**SHORT PROBLEM A**
Reproduce the padel market report text word for word, from "State of Padel" up to and including "in four years.".

State of Padel Q1 2026: Global Market Report

In June 2025, the Fédération Internationale de Padel recorded 77,355 padel courts worldwide — a 29 percent increase in under 18 months. For context: in 2021, the total stood at roughly 22,000. The sport has grown by more than 240 percent in four years.

Padel is no longer a niche sport or a Mediterranean curiosity. It is infrastructure. The same way cities built tennis clubs in the 1980s and gym chains in the 2000s, they are now building padel facilities — financed by institutional capital, tracked by PwC, covered on ESPN.

This report synthesises data from three independent sources: the FIP World Padel Reports 2024 and 2025 (federation-reported global and country-level data), the Playtomic/PwC Global Padel Report 2025 (platform-level economics for clubs on the Playtomic booking system), and the Padelnomics data pipeline (an independently scraped and deduplicated dataset of 12,441 venues across 80 countries and 5,492 cities). Together, these sources produce the most complete market picture publicly available. Where they diverge, we explain why.

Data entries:
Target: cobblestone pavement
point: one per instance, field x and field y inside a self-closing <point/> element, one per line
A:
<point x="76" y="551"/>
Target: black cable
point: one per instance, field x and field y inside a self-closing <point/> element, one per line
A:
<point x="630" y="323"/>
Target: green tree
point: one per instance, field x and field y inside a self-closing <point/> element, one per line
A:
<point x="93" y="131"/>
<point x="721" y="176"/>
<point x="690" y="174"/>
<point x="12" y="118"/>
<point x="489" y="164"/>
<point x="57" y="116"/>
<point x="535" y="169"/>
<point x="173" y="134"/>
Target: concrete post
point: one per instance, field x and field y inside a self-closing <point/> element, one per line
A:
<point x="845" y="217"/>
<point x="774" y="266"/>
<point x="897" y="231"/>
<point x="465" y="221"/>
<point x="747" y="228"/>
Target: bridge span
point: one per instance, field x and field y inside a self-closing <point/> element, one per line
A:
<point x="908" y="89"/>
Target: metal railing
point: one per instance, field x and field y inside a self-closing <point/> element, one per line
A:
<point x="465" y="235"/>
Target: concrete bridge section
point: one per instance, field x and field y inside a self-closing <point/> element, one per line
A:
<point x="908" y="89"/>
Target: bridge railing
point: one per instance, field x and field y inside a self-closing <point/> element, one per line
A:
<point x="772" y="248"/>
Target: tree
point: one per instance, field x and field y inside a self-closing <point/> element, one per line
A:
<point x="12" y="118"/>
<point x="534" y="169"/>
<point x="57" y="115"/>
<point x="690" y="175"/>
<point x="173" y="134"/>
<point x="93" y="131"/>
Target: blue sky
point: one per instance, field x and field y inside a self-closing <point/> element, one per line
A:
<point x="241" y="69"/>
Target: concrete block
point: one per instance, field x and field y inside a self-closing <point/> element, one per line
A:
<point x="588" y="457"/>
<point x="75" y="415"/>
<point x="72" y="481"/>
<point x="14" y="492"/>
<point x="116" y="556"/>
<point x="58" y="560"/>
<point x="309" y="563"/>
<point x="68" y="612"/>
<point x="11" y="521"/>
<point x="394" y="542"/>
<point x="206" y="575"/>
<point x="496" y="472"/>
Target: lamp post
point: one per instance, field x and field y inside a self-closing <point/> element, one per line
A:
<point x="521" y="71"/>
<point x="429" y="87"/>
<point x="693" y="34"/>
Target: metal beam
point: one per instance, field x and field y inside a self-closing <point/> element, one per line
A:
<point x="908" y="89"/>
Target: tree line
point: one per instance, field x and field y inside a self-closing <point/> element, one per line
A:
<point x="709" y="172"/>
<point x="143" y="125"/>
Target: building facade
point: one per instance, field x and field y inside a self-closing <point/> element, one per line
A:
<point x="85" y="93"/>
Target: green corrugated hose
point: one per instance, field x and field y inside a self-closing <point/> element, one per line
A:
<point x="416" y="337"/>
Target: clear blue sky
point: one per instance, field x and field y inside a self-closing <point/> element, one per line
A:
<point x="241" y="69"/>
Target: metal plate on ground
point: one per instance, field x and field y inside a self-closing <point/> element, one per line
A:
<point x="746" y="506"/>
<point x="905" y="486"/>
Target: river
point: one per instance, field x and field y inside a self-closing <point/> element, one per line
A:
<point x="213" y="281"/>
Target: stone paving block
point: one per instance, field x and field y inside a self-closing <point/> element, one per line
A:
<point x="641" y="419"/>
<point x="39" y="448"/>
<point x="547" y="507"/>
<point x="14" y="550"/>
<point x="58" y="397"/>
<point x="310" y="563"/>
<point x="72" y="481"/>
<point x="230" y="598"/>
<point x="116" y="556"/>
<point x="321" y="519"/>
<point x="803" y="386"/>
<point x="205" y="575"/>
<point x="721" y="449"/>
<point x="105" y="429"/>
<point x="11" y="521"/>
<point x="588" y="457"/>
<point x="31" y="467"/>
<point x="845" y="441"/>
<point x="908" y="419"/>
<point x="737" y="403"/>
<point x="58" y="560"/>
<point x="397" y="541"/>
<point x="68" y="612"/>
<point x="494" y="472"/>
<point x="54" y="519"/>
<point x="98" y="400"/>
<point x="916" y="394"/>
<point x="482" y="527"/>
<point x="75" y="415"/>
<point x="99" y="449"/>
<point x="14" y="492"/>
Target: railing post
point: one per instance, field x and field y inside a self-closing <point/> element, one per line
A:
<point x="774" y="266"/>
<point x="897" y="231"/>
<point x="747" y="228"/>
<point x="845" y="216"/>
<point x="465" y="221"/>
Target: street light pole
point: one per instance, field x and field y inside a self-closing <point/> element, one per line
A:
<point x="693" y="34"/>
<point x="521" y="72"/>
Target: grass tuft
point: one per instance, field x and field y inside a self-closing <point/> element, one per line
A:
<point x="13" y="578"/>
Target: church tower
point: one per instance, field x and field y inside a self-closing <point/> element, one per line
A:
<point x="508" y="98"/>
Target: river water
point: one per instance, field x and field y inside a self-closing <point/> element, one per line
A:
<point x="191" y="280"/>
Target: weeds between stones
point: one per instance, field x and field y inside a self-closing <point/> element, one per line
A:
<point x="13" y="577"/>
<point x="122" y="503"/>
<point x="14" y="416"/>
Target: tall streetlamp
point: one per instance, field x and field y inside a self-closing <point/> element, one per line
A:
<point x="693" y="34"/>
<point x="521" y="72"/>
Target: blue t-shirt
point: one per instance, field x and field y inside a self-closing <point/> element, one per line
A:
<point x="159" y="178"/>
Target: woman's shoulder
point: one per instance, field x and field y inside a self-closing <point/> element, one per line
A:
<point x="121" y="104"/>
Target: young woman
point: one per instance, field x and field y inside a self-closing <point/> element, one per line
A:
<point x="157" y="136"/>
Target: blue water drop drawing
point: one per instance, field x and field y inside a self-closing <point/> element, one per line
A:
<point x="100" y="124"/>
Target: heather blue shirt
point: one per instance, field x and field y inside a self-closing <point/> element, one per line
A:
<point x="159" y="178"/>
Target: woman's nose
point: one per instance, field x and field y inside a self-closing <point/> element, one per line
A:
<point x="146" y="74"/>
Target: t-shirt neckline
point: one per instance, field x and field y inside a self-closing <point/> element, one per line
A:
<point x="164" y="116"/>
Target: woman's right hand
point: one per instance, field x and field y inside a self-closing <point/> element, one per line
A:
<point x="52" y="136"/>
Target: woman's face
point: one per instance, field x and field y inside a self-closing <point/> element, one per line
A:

**SHORT PROBLEM B**
List every line in the data entries above that contains the string "bridge".

**TASK SOLUTION A**
State of Padel Q1 2026: Global Market Report

In June 2025, the Fédération Internationale de Padel recorded 77,355 padel courts worldwide — a 29 percent increase in under 18 months. For context: in 2021, the total stood at roughly 22,000. The sport has grown by more than 240 percent in four years.

**TASK SOLUTION B**
Target: bridge span
Target: concrete bridge section
Target: bridge railing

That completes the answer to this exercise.